## [Extrait à lire]
'''
Les textes suivants font partie d’une série de lettres que j’ai écrites durant le deuil de mon premier grand amour, Numan, décédé d’un cancer en 2017. Retrouvez les lettres précédentes ici.
24.06.2017
Bonjour !
Bon, ça fait moins d’une semaine et j’ai déjà manqué un jour ; je ne suis pas très sûre de cette histoire d’une lettre par jour. Je ne voulais pas manquer celle d’aujourd’hui, alors me voilà, même si je ne me sens pas dans le meilleur état d’esprit pour t’écrire, en ce moment.
Je suis en train de flipper. Je ne sais même pas pourquoi, parfois je laisse mon esprit s’emballer et je pense à tous les choix que je dois faire, à la personne que je pourrais être… et puis je repense à ces derniers mois et je me sens coupable. Je me demande ce que tu me conseillerais de faire. Quand nous étions ensemble, il n’y avait pas ce problème, car je m’étais convaincue que j’avais tout sous contrôle. Mes études, mes voyages, mon bénévolat… Tu te souviens quand je t’ai dit que depuis petite, je rêve de devenir écrivaine? Je pense que c’est ta passion pour la danse qui me l’a rappelé. Maintenant, je suis tellement perdue. Je suis tellement paumée, Numan.
En décembre, quand ton frère m’a contactée pour me demander si je pouvais t’aider, si peut-être un hôpital en Suisse pouvait faire quelque chose pour toi et que je n’ai pas eu d’autre choix que de lui dire que je ne pouvais pas, quand il m’a dit que tu n’avais qu’un mois à vivre selon les médecins… quelque chose a changé en moi. Je pense que la dépression se formait en moi depuis un certain temps, même avant que tu ne tombes malade, mais il n’y avait plus de retour en arrière à ce moment-là. Le même jour, je me suis versée un verre de vodka et j’ai éteint mes émotions. C’était un peu effrayant, comme si je me regardais de l’extérieur de mon corps. J’ai demandé à un homme religieux qui logeait dans l’auberge où je me trouvais à Beyrouth ce qu’il pensait du fait que Dieu donne un cancer à une personne de 20 ans. J’étais complètement cynique. Quoi qu’il en soit, ce jour-là, l’espoir a disparu et il a emporté une partie de moi avec lui. Quelques semaines plus tard, j’ai arrêté mes études, parce que je pouvais mourir demain, parce qu’on s’en fout de tout ça. Je me suis convaincue que je le faisais pour pouvoir donner une chance à l’écriture professionnelle… mais je n’ai pas pris un stylo en main plus de trois ou quatre fois entre ce moment et ces lettres. Honteux, n’est-ce pas ? Je me suis perdue, habibi. Je ne pouvais pas gérer ce qui t’arrivait et je me suis renfermée. Je pense que c’est mieux que je ne sois pas venue te voir après ça, parce que je ne pense pas que tu m’aurais reconnue.
'''
## [Matériel fourni]
'''
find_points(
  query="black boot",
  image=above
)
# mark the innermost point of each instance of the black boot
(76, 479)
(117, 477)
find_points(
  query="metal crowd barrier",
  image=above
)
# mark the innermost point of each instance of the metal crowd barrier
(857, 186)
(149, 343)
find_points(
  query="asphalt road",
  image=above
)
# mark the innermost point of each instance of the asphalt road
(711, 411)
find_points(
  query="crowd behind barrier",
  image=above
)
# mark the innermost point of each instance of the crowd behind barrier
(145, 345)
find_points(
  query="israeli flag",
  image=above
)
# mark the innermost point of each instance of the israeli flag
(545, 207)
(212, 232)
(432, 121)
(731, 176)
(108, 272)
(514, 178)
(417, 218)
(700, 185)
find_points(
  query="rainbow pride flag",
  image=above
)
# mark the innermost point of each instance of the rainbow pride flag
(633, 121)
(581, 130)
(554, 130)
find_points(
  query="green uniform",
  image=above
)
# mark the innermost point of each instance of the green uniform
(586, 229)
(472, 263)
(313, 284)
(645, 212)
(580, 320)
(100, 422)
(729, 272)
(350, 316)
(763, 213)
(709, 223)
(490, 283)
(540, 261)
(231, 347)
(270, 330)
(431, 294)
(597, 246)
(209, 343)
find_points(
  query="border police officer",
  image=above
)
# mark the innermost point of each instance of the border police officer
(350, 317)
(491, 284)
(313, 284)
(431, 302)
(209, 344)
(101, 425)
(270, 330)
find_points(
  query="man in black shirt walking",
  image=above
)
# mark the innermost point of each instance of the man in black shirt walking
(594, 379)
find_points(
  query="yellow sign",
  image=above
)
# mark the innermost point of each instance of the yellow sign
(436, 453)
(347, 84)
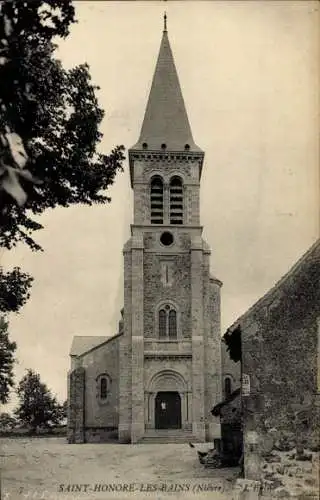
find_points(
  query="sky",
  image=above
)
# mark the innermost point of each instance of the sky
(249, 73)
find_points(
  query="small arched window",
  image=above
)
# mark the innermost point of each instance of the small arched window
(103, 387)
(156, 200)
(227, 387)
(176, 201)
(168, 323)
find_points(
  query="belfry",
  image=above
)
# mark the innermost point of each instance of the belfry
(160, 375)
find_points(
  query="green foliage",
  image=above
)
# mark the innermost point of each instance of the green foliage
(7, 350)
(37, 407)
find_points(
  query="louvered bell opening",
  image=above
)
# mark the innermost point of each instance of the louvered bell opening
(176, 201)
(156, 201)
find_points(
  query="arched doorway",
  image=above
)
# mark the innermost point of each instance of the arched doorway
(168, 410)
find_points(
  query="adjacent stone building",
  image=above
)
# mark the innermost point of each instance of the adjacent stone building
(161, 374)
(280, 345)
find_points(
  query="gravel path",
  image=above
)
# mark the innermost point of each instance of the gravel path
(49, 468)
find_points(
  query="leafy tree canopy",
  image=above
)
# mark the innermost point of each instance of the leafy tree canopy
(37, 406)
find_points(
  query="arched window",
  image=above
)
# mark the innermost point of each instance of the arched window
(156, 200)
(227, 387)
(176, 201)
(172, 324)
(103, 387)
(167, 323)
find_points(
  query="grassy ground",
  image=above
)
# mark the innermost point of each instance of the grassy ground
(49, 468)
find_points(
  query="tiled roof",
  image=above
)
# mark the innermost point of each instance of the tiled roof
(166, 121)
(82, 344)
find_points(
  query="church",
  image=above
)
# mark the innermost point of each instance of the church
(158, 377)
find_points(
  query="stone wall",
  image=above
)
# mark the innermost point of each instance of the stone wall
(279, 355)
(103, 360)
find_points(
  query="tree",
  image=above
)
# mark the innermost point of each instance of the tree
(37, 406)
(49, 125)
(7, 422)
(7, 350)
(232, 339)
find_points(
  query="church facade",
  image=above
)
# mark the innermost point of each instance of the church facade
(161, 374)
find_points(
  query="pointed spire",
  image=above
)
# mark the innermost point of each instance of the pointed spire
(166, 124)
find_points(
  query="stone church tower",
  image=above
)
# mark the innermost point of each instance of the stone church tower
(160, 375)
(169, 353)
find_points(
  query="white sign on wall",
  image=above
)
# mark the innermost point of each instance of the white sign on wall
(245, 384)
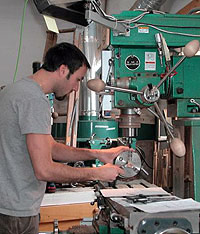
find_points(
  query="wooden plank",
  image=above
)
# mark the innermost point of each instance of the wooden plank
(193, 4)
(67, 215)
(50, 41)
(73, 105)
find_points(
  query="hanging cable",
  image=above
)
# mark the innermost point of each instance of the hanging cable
'''
## [Consignes des tâches]
(a) Extrayez de la lettre le passage qui commence par les mots « Les textes suivants » et se termine par « en ce moment. ».
(b) Répondez à ces questions sur la lettre :
(i) En quelle année Numan est-il décédé ?
(ii) Dans quelle ville se trouvait l'auberge mentionnée ?
(iii) Selon les médecins, combien de temps restait-il à vivre à Numan en décembre ?
Le matériel fourni est indépendant de la lettre.

## [Réponses par tâche]
(a)
Les textes suivants font partie d’une série de lettres que j’ai écrites durant le deuil de mon premier grand amour, Numan, décédé d’un cancer en 2017. Retrouvez les lettres précédentes ici.
24.06.2017
Bonjour !
Bon, ça fait moins d’une semaine et j’ai déjà manqué un jour ; je ne suis pas très sûre de cette histoire d’une lettre par jour. Je ne voulais pas manquer celle d’aujourd’hui, alors me voilà, même si je ne me sens pas dans le meilleur état d’esprit pour t’écrire, en ce moment.

(b)
(i) En 2017.
(ii) À Beyrouth.
(iii) Un mois.